= 연습 문제 =
아래 항목 전체를 줄마다 문자열 하나씩 담은 JSON 목록으로 바꿔 주세요. 빈 줄은 넣지 않습니다.

------ 제공 자료 ------

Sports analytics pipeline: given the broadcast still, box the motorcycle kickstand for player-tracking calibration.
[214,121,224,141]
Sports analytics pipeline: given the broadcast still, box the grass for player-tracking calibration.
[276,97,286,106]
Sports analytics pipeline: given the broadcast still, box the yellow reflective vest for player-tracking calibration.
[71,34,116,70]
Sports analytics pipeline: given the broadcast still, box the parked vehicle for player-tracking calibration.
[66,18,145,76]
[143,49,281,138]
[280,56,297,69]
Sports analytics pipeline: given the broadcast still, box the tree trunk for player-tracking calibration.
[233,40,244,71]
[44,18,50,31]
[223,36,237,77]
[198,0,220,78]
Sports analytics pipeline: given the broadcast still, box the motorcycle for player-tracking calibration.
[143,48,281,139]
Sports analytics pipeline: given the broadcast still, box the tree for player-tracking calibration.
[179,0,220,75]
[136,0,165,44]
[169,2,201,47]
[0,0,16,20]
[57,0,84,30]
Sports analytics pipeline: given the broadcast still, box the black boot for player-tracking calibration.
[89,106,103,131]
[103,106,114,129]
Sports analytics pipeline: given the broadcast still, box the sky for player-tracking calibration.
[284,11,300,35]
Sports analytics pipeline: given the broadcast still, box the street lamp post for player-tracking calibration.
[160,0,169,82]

------

= 연습 문제 정답 =
[
  "Sports analytics pipeline: given the broadcast still, box the motorcycle kickstand for player-tracking calibration.",
  "[214,121,224,141]",
  "Sports analytics pipeline: given the broadcast still, box the grass for player-tracking calibration.",
  "[276,97,286,106]",
  "Sports analytics pipeline: given the broadcast still, box the yellow reflective vest for player-tracking calibration.",
  "[71,34,116,70]",
  "Sports analytics pipeline: given the broadcast still, box the parked vehicle for player-tracking calibration.",
  "[66,18,145,76]",
  "[143,49,281,138]",
  "[280,56,297,69]",
  "Sports analytics pipeline: given the broadcast still, box the tree trunk for player-tracking calibration.",
  "[233,40,244,71]",
  "[44,18,50,31]",
  "[223,36,237,77]",
  "[198,0,220,78]",
  "Sports analytics pipeline: given the broadcast still, box the motorcycle for player-tracking calibration.",
  "[143,48,281,139]",
  "Sports analytics pipeline: given the broadcast still, box the tree for player-tracking calibration.",
  "[179,0,220,75]",
  "[136,0,165,44]",
  "[169,2,201,47]",
  "[0,0,16,20]",
  "[57,0,84,30]",
  "Sports analytics pipeline: given the broadcast still, box the black boot for player-tracking calibration.",
  "[89,106,103,131]",
  "[103,106,114,129]",
  "Sports analytics pipeline: given the broadcast still, box the sky for player-tracking calibration.",
  "[284,11,300,35]",
  "Sports analytics pipeline: given the broadcast still, box the street lamp post for player-tracking calibration.",
  "[160,0,169,82]"
]